If a line in the records below contains the word "ground", copy it.

..............................

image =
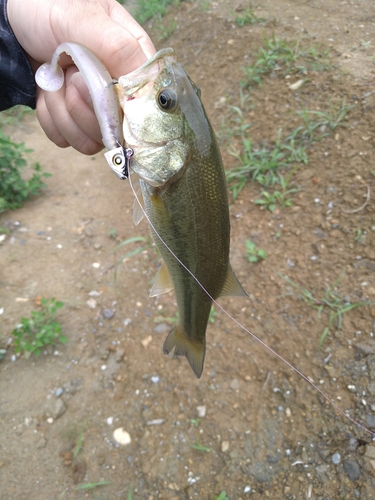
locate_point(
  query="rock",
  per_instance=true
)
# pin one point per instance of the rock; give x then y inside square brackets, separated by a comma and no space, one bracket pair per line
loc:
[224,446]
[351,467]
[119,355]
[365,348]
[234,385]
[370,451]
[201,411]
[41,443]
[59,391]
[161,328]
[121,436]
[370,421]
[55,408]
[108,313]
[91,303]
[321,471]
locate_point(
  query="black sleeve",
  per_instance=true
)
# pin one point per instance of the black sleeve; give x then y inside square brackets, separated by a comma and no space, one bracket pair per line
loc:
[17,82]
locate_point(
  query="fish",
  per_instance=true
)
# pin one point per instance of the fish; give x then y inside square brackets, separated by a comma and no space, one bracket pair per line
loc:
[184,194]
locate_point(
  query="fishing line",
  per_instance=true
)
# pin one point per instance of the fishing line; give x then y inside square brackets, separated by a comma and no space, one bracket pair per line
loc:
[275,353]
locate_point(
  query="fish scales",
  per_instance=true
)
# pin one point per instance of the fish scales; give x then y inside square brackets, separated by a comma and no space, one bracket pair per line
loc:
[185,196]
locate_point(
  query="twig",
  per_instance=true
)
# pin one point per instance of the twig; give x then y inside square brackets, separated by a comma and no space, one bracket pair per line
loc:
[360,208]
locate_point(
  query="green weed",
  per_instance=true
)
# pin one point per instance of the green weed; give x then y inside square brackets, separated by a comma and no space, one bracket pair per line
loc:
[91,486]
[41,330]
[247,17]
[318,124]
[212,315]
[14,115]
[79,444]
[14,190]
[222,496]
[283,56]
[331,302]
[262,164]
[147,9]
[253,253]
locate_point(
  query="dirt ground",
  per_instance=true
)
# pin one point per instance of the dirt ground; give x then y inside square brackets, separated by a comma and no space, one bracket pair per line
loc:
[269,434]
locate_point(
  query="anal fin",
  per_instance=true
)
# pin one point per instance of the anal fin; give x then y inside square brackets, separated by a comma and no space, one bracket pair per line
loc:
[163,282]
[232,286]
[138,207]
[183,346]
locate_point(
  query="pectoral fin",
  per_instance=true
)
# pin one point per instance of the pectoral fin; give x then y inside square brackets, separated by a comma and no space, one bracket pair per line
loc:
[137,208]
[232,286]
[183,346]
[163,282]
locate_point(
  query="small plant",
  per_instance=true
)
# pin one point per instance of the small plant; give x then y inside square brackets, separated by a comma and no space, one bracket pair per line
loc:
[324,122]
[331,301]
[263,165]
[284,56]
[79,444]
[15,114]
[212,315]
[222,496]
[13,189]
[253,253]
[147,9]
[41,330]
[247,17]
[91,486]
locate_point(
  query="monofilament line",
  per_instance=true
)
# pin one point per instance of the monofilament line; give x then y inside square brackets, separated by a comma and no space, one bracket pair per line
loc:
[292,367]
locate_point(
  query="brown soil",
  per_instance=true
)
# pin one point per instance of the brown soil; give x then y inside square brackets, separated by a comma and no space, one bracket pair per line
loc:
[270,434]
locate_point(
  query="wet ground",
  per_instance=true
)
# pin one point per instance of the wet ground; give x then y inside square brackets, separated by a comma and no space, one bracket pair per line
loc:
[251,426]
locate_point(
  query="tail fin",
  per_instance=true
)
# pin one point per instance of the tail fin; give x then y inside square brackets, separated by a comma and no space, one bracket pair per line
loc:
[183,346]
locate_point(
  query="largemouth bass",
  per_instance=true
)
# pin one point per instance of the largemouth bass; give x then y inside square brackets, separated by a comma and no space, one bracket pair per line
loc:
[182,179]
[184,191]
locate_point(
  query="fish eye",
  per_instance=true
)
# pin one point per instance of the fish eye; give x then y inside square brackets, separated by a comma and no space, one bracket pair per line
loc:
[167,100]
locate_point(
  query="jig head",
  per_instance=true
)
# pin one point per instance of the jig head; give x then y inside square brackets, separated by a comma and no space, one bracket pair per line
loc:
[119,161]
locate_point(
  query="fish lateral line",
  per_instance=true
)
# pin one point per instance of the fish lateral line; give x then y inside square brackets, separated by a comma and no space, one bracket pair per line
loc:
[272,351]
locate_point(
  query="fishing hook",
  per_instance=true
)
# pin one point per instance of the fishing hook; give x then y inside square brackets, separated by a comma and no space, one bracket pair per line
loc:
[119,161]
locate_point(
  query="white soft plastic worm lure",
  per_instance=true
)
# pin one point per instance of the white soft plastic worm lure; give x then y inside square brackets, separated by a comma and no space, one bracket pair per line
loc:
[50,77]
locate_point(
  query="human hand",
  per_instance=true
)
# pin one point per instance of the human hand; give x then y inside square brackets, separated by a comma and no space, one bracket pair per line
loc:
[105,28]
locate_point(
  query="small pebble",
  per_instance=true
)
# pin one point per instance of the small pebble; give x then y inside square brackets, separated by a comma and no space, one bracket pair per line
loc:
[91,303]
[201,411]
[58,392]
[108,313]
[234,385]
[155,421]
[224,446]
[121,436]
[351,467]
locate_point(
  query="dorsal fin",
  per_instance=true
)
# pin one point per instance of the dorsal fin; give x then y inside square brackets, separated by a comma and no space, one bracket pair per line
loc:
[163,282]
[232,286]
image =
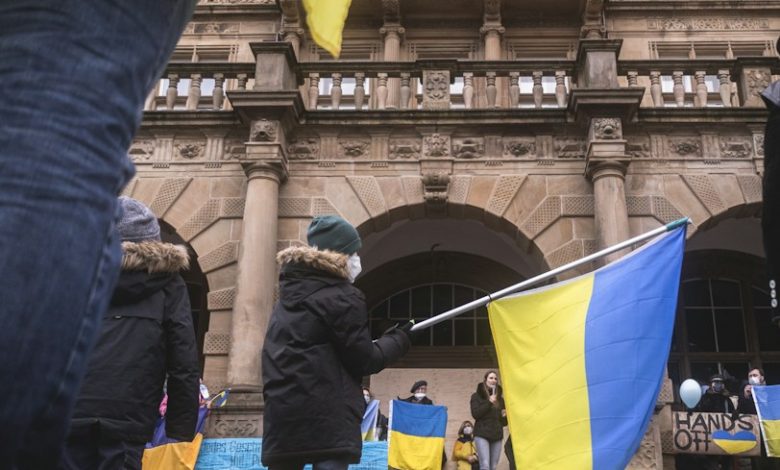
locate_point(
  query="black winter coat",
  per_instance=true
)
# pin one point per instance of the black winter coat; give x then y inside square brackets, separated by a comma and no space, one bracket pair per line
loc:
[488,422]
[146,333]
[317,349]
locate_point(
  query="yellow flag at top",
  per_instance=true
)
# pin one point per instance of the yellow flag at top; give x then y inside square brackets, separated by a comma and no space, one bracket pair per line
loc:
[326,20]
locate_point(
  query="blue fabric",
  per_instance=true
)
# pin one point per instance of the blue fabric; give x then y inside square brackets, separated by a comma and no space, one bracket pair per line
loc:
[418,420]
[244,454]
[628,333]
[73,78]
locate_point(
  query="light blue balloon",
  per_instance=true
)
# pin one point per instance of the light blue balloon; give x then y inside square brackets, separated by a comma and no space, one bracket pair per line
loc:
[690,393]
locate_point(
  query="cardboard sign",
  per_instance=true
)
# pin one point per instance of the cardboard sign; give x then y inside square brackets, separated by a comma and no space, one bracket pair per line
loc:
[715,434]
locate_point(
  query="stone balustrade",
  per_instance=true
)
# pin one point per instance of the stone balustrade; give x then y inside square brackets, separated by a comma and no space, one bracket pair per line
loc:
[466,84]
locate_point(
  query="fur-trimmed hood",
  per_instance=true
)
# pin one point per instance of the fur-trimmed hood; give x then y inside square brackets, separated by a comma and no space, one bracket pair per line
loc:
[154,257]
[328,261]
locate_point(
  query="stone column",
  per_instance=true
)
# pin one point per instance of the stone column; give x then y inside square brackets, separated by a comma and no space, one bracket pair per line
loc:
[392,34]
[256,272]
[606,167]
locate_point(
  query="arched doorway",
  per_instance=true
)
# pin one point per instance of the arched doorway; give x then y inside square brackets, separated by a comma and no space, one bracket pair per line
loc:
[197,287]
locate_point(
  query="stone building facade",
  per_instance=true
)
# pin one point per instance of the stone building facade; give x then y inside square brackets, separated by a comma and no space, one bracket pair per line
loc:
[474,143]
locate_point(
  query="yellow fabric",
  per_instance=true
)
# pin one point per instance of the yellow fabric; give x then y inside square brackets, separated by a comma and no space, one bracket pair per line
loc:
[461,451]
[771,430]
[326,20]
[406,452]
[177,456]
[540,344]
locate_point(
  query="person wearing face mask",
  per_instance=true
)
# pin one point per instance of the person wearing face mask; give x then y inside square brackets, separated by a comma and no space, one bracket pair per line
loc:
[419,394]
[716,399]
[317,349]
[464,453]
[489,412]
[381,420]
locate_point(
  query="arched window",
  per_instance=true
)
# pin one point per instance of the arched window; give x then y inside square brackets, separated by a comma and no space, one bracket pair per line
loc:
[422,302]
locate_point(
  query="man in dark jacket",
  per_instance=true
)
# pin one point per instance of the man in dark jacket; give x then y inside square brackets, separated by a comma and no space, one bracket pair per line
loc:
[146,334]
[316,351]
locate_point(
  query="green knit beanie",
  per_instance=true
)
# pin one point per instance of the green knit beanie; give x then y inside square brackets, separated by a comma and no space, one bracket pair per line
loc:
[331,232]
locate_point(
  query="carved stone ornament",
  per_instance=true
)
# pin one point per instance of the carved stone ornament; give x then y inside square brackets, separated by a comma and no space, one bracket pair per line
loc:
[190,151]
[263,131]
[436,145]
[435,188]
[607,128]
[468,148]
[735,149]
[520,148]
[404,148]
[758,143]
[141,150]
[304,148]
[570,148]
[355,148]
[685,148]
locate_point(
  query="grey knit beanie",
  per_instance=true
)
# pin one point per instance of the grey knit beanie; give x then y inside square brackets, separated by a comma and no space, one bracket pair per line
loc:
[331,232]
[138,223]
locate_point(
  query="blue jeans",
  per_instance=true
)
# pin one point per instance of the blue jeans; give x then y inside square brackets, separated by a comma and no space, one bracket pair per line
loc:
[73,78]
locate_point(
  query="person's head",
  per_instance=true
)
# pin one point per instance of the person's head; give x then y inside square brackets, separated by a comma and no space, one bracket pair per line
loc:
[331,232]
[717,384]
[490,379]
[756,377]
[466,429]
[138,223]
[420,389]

..............................

*Answer to this task*
  query="dirt ground",
# pin one point per instance of the dirt ground; give x then y inside square brackets, separated by a comma and no space, one bracket pair per line
  query="wet ground",
# pin one point per instance of the wet ground; give x then y inside square brackets, separated by a comma and no space, one bracket pair per line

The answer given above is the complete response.